- Document excerpt
*** Begin section ***

Part of this decline comes from gradual muscle loss. Muscle tissue burns about 4.5 to 7 calories per pound per day at rest, which doesn’t sound like much until you consider that losing five or ten pounds of muscle over the decades meaningfully lowers your daily burn. This is one reason strength training becomes increasingly valuable as you age: maintaining muscle helps keep your metabolism from sliding as fast as it otherwise would.
How Body Composition Changes the Math
Two women who are both 5’6″ and 140 pounds can have noticeably different calorie needs depending on how much of that weight is muscle versus fat. Muscle tissue is metabolically active, burning roughly 5 to 7 calories per pound per day at rest. Fat tissue burns closer to 1 to 2 calories per pound per day. So a woman with more lean mass will have a higher resting metabolism than someone at the same height and weight who carries more body fat.
Your internal organs actually drive the biggest portion of your resting calorie burn. The brain, liver, heart, and kidneys have metabolic rates 15 to 40 times greater than an equivalent weight of muscle. You can’t change the size of your organs, but this helps explain why the formula above is only an estimate. Individual variation in organ size and efficiency means two people with identical stats on paper can differ by 100 to 200 calories per day in actual metabolic rate.
Calories for Weight Loss
If your goal is to lose weight, the general guideline is to reduce your daily intake by about 500 calories below your maintenance level. This typically produces a loss of about half a pound to one pound per week. For a moderately active 35-year-old woman at 5’6″, that would mean eating around 1,600 calories per day instead of 2,100.
Dropping below 1,200 calories per day is generally not recommended without medical supervision. Very low intakes make it difficult to get adequate nutrition, and your body tends to respond by slowing its metabolism further, which makes sustained weight loss harder over time. A moderate deficit that you can maintain for months will almost always outperform an aggressive one that lasts a few weeks.
Your actual rate of loss will vary depending on your starting weight, activity level, and how consistently you maintain the deficit. People with more weight to lose often see faster initial results, partly because their higher body weight means a larger calorie burn to begin with.
Calories During Pregnancy and Breastfeeding
Calorie needs shift significantly during pregnancy, but not right away. During the first trimester, your energy requirements are essentially the same as before pregnancy. The increase kicks in during the second trimester, when you need about 340 additional calories per day, and rises to roughly 450 extra calories per day in the third trimester.

*** End section ***

- Given records
*** Begin section ***

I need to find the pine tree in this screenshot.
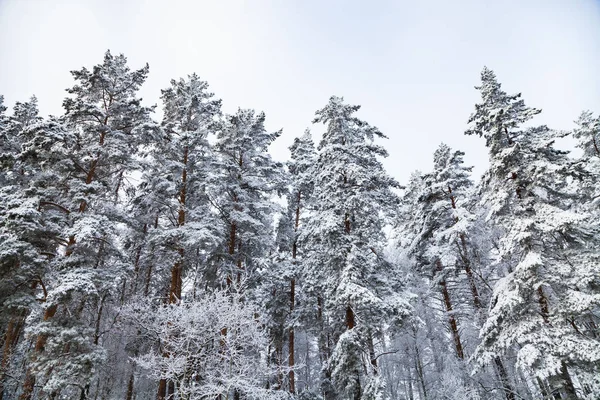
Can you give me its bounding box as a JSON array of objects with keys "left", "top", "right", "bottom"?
[
  {"left": 132, "top": 74, "right": 221, "bottom": 398},
  {"left": 262, "top": 130, "right": 316, "bottom": 393},
  {"left": 302, "top": 96, "right": 405, "bottom": 399},
  {"left": 466, "top": 69, "right": 600, "bottom": 399},
  {"left": 207, "top": 109, "right": 285, "bottom": 286},
  {"left": 22, "top": 52, "right": 157, "bottom": 399}
]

*** End section ***

- To do
Answer these questions from the text on calorie needs:
(a) How many calories per pound per day does fat tissue burn at rest?
(b) Below what daily intake is eating generally not recommended without medical supervision?
(c) About how many extra calories per day are needed in the third trimester of pregnancy?

- The answer
(a) Closer to 1 to 2 calories per pound per day.
(b) 1,200 calories per day.
(c) Roughly 450 extra calories per day.